(Stored items)

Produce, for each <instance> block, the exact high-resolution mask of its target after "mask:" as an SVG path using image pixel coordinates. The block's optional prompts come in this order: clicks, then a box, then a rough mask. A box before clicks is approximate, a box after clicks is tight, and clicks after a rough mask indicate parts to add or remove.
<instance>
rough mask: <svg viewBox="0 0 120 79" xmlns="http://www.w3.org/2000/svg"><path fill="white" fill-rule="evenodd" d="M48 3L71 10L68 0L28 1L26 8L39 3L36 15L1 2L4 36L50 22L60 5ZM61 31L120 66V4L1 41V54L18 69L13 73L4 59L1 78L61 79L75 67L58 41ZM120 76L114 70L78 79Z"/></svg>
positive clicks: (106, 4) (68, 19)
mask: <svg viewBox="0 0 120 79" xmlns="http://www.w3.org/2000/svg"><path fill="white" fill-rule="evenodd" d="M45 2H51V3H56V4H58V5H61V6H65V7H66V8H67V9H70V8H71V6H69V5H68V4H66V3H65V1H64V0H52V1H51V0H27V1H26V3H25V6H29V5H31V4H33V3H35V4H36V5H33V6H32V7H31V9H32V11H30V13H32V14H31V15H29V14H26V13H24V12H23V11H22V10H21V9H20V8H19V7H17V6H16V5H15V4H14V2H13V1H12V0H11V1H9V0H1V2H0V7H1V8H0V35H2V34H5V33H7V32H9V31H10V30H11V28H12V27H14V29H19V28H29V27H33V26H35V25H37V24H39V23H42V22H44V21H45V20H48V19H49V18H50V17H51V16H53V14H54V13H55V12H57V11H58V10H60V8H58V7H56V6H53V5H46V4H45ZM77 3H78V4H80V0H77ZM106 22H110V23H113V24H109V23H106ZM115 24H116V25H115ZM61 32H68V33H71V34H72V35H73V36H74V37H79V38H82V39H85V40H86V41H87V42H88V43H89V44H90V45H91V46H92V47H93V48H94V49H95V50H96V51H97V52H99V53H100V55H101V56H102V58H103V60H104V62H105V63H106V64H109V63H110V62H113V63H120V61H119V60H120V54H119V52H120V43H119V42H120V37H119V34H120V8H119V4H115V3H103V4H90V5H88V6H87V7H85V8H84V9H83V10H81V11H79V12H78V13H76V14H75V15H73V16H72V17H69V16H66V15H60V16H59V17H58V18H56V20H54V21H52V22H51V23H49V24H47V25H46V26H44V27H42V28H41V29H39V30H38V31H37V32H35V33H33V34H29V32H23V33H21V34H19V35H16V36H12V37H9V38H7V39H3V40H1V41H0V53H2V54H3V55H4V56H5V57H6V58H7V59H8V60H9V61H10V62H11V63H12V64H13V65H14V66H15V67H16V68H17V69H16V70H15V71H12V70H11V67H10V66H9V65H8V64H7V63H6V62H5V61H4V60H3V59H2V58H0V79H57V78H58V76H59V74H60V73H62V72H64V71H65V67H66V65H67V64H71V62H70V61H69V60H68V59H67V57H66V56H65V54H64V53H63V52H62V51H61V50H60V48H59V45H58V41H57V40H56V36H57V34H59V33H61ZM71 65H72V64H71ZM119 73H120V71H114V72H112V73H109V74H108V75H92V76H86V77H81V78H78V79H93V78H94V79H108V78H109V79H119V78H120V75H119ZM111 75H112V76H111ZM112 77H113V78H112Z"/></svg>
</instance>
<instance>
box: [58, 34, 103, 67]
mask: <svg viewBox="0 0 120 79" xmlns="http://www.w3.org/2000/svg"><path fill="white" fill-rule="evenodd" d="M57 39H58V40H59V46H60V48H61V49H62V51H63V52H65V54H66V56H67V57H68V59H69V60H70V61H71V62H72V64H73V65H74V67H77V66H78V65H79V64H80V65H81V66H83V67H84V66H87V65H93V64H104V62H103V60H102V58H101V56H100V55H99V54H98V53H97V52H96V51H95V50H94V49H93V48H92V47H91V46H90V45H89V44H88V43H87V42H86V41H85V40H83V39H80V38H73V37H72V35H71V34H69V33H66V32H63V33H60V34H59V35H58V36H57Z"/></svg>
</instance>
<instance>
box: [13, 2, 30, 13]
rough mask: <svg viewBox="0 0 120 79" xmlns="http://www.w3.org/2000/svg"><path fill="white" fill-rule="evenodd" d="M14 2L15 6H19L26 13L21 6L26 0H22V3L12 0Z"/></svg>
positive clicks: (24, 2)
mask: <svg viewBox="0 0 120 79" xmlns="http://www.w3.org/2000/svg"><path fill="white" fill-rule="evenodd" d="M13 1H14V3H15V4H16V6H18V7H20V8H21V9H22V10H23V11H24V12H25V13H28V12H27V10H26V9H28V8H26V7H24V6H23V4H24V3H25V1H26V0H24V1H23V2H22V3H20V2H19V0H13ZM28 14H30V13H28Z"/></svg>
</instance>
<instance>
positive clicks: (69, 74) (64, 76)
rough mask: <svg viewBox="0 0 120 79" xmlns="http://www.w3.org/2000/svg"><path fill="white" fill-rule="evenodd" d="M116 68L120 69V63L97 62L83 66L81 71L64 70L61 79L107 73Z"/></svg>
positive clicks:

### Assignment
Extract all of the data above without altering anything.

### Answer
Produce, for each <instance> block, the exact high-resolution mask of its target after "mask:" as an SVG path using image pixel coordinates. The block's optional prompts come in this order: clicks, then a box, then a rough mask. A box before clicks is approximate, a box after clicks is tight, and clicks after a rough mask indicate parts to add or remove.
<instance>
rough mask: <svg viewBox="0 0 120 79" xmlns="http://www.w3.org/2000/svg"><path fill="white" fill-rule="evenodd" d="M48 3L71 10L68 0L28 1L26 8L39 3L36 15L1 2L4 36L50 22L60 5ZM61 31L120 66V4L1 41V54L18 69L13 73L4 59L1 78L61 79L75 67L58 41ZM120 76L114 70L78 79Z"/></svg>
positive clicks: (106, 4) (68, 19)
mask: <svg viewBox="0 0 120 79" xmlns="http://www.w3.org/2000/svg"><path fill="white" fill-rule="evenodd" d="M45 2H51V3H56V4H58V5H61V6H65V7H66V8H67V9H70V8H71V6H69V5H68V4H66V3H65V1H64V0H52V1H51V0H27V1H26V3H25V6H29V5H31V4H33V3H35V4H36V5H33V6H32V7H31V9H32V11H30V13H32V14H31V15H29V14H26V13H24V12H23V11H22V10H21V9H20V8H19V7H17V6H16V5H15V4H14V2H13V1H12V0H11V1H9V0H1V2H0V7H1V8H0V35H2V34H5V33H7V32H9V31H10V30H11V28H12V27H14V29H19V28H29V27H33V26H35V25H37V24H39V23H42V22H44V21H45V20H48V19H49V18H50V17H51V16H53V14H54V13H55V12H57V11H58V10H60V8H58V7H56V6H53V5H46V4H45ZM77 3H78V4H80V0H77ZM106 22H110V23H113V24H109V23H106ZM115 24H116V25H115ZM61 32H68V33H71V34H72V35H73V36H74V37H79V38H82V39H85V40H86V41H87V42H88V43H89V44H90V45H91V46H92V47H93V48H94V49H95V50H96V51H97V52H99V53H100V55H101V56H102V58H103V60H104V62H105V63H106V64H109V63H110V62H113V63H120V61H119V60H120V54H119V52H120V43H119V42H120V37H119V34H120V8H119V4H115V3H103V4H90V5H88V6H87V7H85V8H84V9H83V10H81V11H79V12H78V13H76V14H75V15H73V16H72V17H69V16H66V15H60V16H59V17H58V18H56V20H54V21H52V22H51V23H49V24H47V25H46V26H44V27H42V28H41V29H39V30H38V31H37V32H35V33H33V34H29V32H23V33H21V34H19V35H16V36H12V37H9V38H7V39H3V40H1V41H0V53H2V54H3V55H4V56H5V57H6V58H7V59H8V60H9V61H10V62H11V63H12V64H13V65H14V66H15V67H16V68H17V69H16V70H15V71H12V70H11V67H10V66H9V65H8V64H7V63H6V62H5V61H4V60H3V59H2V58H0V79H57V78H58V76H59V74H60V73H62V72H64V71H65V67H66V65H67V64H71V62H70V61H69V60H68V59H67V57H66V56H65V54H64V53H63V52H62V51H61V50H60V48H59V45H58V41H57V40H56V36H57V34H59V33H61ZM71 65H72V64H71ZM119 73H120V71H114V72H112V73H109V74H108V75H92V76H86V77H81V78H78V79H93V78H94V79H108V78H109V79H119V78H120V75H119ZM111 75H112V76H111ZM112 77H113V78H112Z"/></svg>
</instance>
<instance>
box: [58, 34, 103, 67]
mask: <svg viewBox="0 0 120 79" xmlns="http://www.w3.org/2000/svg"><path fill="white" fill-rule="evenodd" d="M57 39H58V40H59V46H60V48H61V49H62V51H63V52H65V54H66V56H67V57H68V59H69V60H70V61H71V62H72V64H73V65H74V67H77V66H78V65H79V64H80V65H81V66H83V67H84V66H87V65H93V64H104V62H103V60H102V58H101V56H100V55H99V54H98V53H97V52H96V51H95V50H94V49H93V48H92V47H91V46H90V45H89V44H88V43H87V42H86V41H85V40H83V39H80V38H73V37H72V35H71V34H69V33H66V32H63V33H60V34H59V35H58V36H57Z"/></svg>
</instance>
<instance>
box: [13, 2, 30, 13]
rough mask: <svg viewBox="0 0 120 79" xmlns="http://www.w3.org/2000/svg"><path fill="white" fill-rule="evenodd" d="M14 2L15 6H19L26 13L21 6L26 0H22V3L12 0Z"/></svg>
positive clicks: (24, 2)
mask: <svg viewBox="0 0 120 79" xmlns="http://www.w3.org/2000/svg"><path fill="white" fill-rule="evenodd" d="M13 1H14V3H15V4H16V6H18V7H20V8H21V9H22V10H23V11H24V12H25V13H28V12H27V10H26V9H28V8H26V7H24V6H23V4H24V3H25V1H26V0H24V1H23V2H22V3H20V2H19V0H13ZM28 14H30V13H28Z"/></svg>
</instance>
<instance>
positive clicks: (69, 74) (64, 76)
rough mask: <svg viewBox="0 0 120 79" xmlns="http://www.w3.org/2000/svg"><path fill="white" fill-rule="evenodd" d="M116 68L120 69V63L97 62L83 66L81 71L64 70L61 79L107 73Z"/></svg>
positive clicks:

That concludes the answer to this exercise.